◆ DESCRIPTION OF THE TASK ◆
Extract the lines of the items below verbatim, beginning with the line that contains "Scan for truck tire." and continuing through the last line of the items, both ends included.

--- Start of SOURCE MATERIAL ---

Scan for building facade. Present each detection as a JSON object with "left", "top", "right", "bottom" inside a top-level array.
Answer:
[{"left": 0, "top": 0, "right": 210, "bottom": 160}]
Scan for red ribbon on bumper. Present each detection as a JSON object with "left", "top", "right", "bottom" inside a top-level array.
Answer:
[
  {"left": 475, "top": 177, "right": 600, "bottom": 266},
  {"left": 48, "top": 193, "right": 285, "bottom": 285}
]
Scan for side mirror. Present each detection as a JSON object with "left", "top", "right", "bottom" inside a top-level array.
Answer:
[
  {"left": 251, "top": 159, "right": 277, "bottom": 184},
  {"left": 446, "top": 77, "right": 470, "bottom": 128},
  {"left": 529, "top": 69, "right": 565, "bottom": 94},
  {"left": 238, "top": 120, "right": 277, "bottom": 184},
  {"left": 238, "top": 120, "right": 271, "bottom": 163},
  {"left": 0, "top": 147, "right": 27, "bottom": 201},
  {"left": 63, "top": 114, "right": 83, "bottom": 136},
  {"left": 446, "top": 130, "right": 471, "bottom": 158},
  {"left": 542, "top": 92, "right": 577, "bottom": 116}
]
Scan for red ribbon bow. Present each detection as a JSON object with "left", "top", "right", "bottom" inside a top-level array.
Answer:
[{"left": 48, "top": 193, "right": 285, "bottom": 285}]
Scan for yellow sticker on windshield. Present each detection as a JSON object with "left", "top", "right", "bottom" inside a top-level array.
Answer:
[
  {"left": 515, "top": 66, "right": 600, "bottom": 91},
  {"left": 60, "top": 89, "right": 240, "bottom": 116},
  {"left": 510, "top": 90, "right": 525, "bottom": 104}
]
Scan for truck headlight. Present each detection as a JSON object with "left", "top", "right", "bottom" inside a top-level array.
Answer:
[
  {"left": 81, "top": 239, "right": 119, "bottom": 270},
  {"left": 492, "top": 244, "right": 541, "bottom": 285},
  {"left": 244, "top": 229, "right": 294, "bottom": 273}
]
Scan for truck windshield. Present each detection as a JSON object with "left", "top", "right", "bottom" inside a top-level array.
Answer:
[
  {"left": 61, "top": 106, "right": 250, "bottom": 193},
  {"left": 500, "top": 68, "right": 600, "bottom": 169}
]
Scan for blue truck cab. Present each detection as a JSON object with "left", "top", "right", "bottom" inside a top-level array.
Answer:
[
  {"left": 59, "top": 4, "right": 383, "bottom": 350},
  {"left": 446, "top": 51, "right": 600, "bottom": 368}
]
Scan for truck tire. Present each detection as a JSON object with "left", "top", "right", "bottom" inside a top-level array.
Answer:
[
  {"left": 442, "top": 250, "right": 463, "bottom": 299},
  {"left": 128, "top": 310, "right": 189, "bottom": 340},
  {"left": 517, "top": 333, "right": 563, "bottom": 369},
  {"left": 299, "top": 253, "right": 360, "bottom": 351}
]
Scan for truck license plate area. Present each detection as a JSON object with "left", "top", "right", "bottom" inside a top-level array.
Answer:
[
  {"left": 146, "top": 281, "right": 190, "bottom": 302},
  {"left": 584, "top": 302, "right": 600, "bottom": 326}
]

--- End of SOURCE MATERIAL ---

◆ SOLUTION ◆
Scan for truck tire. Present each detection as a JSON object with "left", "top", "right", "bottom" inside a top-level array.
Answer:
[
  {"left": 442, "top": 250, "right": 463, "bottom": 299},
  {"left": 128, "top": 310, "right": 189, "bottom": 340},
  {"left": 517, "top": 333, "right": 563, "bottom": 369},
  {"left": 299, "top": 253, "right": 360, "bottom": 351}
]
Scan for truck license plate area. Present each detection as a JSON object with "left", "top", "right", "bottom" inside a top-level array.
Answer:
[
  {"left": 146, "top": 281, "right": 190, "bottom": 302},
  {"left": 584, "top": 302, "right": 600, "bottom": 326}
]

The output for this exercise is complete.